Exercise prompt
Locate every line in the entries below that contains the word "rock", and copy each of those lines.

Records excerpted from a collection
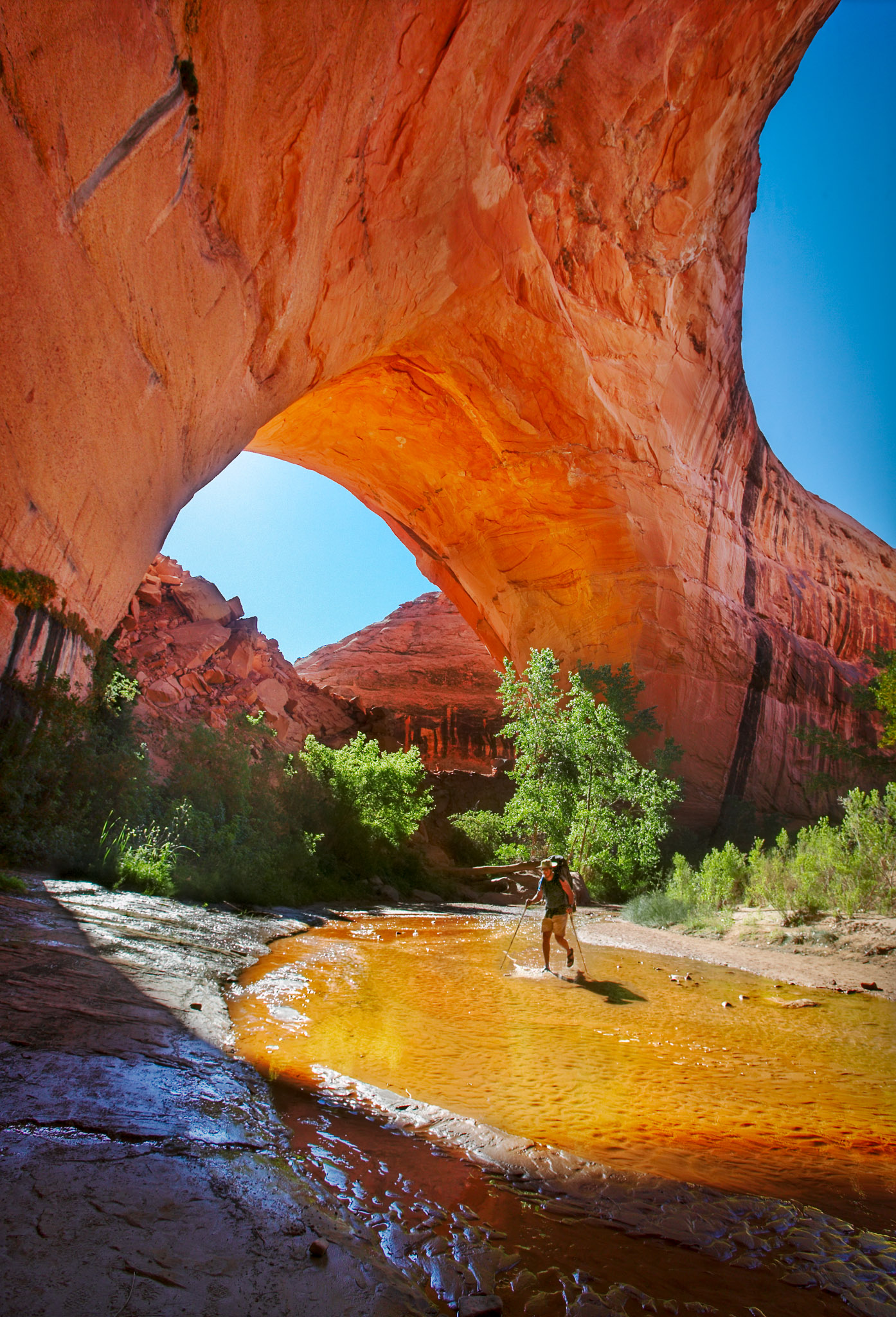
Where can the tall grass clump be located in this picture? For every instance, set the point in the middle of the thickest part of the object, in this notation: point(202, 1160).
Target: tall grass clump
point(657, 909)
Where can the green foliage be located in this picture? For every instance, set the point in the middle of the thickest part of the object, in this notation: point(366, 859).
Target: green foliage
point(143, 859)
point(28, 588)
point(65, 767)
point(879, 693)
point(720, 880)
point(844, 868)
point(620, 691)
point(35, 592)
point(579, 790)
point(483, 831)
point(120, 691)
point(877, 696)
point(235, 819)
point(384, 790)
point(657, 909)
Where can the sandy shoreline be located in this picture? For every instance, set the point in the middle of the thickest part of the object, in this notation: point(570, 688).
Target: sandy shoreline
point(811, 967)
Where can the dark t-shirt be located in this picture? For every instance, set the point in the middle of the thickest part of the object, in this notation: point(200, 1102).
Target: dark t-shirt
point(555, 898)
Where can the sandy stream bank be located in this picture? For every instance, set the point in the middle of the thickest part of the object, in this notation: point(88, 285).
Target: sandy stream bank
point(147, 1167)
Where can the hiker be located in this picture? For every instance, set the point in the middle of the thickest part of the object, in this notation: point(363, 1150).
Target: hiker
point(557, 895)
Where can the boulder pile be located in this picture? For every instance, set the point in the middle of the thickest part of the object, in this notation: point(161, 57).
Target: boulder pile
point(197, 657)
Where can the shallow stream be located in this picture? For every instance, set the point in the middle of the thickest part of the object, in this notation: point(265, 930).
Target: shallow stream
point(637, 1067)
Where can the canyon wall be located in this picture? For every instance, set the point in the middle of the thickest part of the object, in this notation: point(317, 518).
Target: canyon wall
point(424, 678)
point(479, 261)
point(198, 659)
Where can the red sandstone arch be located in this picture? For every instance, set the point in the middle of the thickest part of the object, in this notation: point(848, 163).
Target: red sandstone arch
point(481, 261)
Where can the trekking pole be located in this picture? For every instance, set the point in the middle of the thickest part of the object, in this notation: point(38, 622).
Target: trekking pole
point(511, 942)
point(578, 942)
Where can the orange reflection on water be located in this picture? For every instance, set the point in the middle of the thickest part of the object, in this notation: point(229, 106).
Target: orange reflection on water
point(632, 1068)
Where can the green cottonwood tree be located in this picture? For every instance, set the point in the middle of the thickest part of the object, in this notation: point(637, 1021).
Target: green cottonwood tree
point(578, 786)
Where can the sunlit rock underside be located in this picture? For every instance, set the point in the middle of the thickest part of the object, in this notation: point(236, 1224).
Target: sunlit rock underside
...
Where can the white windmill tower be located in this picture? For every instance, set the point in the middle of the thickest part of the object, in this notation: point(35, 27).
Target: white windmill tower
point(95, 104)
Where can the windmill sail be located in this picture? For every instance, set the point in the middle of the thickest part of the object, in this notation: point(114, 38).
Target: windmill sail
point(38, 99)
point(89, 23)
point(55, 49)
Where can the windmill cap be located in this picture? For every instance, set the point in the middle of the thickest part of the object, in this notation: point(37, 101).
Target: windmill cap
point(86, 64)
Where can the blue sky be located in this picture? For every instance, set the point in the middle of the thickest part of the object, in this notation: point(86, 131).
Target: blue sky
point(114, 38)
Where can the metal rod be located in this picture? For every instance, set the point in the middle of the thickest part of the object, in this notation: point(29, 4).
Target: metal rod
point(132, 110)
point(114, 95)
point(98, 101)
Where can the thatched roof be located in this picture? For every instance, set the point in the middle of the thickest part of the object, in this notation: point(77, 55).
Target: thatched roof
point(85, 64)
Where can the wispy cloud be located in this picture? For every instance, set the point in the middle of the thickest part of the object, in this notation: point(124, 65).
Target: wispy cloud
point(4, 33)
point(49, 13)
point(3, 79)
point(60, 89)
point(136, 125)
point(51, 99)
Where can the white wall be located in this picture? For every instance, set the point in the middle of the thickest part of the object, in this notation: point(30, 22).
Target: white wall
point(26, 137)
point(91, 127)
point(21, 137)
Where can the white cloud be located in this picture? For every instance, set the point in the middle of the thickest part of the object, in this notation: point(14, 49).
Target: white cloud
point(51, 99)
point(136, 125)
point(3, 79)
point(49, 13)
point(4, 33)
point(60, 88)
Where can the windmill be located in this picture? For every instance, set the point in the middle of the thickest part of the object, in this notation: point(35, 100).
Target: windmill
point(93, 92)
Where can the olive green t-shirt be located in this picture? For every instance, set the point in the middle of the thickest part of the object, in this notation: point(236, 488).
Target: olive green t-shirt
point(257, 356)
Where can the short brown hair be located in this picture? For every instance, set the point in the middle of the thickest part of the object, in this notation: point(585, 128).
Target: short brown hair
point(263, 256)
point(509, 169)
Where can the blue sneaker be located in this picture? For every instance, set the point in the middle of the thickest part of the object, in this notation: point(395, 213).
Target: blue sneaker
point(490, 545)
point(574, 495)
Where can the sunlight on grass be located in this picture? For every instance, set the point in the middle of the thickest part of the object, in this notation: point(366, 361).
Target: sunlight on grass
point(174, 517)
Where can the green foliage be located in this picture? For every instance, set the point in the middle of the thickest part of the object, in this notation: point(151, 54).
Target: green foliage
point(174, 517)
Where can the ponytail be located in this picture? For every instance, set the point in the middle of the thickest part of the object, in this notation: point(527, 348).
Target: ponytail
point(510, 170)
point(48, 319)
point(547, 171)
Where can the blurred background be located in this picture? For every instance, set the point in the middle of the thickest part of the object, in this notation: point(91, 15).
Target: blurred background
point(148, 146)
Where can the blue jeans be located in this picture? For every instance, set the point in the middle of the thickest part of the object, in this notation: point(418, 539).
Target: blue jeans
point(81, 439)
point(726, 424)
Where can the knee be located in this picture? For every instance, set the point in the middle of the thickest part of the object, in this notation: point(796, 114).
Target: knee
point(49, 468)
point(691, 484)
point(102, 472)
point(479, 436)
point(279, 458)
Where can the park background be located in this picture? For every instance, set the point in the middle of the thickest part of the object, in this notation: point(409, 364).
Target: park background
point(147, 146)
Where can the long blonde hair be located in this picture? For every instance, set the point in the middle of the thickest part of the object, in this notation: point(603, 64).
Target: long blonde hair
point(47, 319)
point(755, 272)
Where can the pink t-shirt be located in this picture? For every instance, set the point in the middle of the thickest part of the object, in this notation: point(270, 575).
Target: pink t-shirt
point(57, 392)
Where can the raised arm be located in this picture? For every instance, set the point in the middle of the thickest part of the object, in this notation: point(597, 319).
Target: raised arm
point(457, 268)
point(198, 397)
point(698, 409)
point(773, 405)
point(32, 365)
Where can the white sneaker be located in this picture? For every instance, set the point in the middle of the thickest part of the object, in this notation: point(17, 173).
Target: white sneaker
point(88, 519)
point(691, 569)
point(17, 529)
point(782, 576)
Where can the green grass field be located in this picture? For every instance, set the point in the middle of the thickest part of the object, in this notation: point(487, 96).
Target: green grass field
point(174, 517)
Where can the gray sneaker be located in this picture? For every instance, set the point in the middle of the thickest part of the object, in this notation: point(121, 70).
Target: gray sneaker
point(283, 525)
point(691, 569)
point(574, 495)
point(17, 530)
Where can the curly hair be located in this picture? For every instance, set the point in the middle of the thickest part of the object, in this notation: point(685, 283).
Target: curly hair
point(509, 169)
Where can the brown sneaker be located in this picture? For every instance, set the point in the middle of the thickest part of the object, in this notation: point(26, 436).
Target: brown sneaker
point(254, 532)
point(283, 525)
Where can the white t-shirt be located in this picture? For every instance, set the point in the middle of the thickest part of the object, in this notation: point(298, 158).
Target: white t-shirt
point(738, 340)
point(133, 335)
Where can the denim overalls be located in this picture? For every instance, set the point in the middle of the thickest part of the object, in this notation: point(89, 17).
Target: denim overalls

Exercise result
Where can the sunlit rock underside be located in this picture? For every instance, set the point in the middle of the thickest part of the object, in this notation: point(236, 1224).
Target: sunlit rock underside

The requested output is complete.